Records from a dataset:
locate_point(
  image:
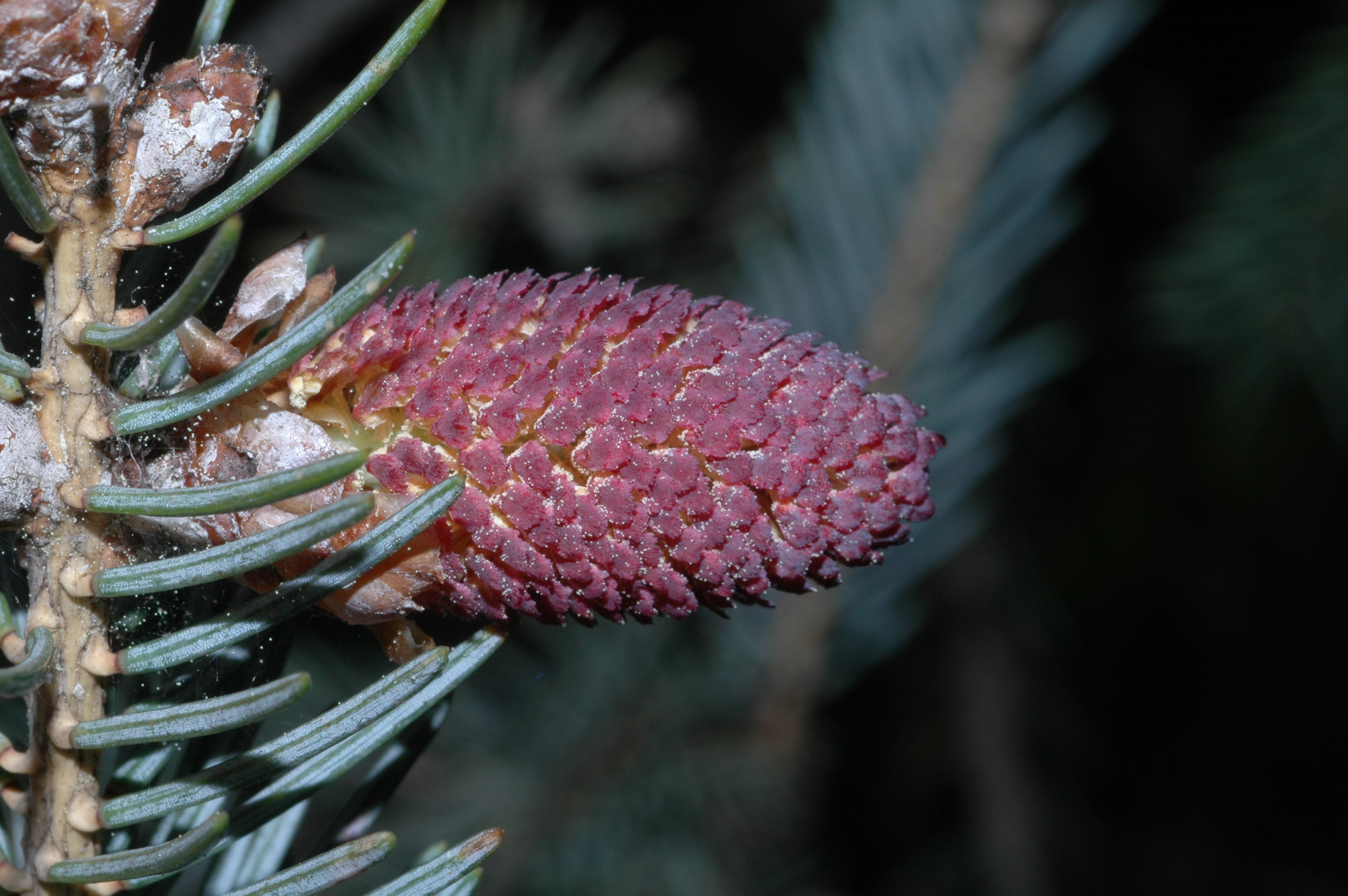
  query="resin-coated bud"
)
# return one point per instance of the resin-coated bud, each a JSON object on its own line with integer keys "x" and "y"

- **WHAT TO WORK ON**:
Print the entries above line for line, leaving out the pictures.

- **RESULT OF THE TASK**:
locate_point(
  image:
  query="resin-coated bud"
)
# return one point per instance of the resin-coated bud, each a JSON object on its own line with integer keys "x" and "y"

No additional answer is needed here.